Start of Dataset extract

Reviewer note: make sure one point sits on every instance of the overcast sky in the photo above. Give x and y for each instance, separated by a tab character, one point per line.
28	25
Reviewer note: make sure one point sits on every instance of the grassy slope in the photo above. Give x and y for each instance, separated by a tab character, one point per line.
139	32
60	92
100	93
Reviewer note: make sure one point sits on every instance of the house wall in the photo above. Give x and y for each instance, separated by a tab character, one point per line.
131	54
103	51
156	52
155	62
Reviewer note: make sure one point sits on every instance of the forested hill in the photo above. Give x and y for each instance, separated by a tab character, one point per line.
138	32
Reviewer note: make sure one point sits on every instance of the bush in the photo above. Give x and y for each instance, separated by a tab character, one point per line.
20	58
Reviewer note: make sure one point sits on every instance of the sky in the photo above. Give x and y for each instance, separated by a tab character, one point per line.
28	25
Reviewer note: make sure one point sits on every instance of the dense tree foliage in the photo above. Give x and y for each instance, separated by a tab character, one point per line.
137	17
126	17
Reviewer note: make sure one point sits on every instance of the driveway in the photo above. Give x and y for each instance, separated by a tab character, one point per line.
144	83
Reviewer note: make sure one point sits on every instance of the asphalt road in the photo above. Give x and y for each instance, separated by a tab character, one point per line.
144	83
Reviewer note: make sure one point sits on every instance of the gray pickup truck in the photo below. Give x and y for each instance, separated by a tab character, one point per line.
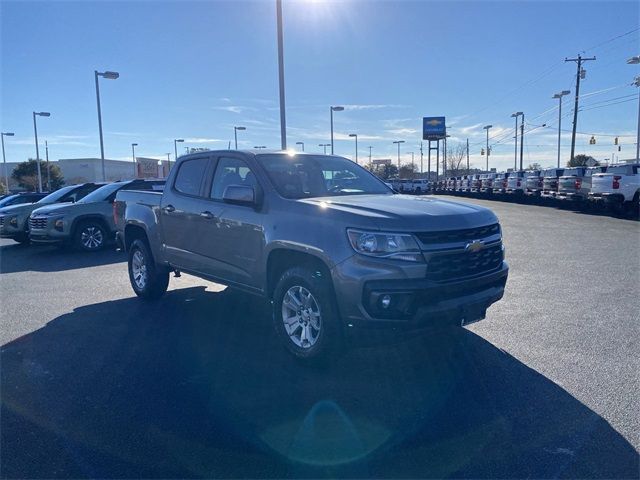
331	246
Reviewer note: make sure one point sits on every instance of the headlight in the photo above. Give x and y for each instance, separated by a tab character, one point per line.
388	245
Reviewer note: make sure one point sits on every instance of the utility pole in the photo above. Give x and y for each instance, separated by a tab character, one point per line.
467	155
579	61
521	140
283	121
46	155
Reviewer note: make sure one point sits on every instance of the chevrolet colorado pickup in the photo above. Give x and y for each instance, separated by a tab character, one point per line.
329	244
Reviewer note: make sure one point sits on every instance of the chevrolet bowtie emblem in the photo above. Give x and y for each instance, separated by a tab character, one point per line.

End of Dataset extract

From the line containing "of the gray" down to the last line of the entries above, copy each line exactly and nothing more. Leave pictures out.

Reviewer note: make sure one point sits on every instance of the gray pickup truck in the photo below. Give x and y for each instance, separated by a tab character, one point per line.
331	246
Reviewer note: make sure one point sits on every instance of the headlight in the photo above. Give x and y for each instance, separated by a tab character, one point per line.
388	245
Reviewer note: make sure one point sits on every instance of the utility pole in the photo above. Give x and y for each instance, separated by a tab character, one point per line.
467	155
579	61
521	140
283	121
46	155
Reviewer note: make sure one point sits on every instance of the chevrolet colorado pickup in the photo above. Give x and y for each instance, separated by a tab character, one point per line.
329	244
Reviewer note: make sure one point sits on every instance of the chevrolet bowtie emblem in the photo above. Give x and y for each instance, separated by a tab character, one point per line.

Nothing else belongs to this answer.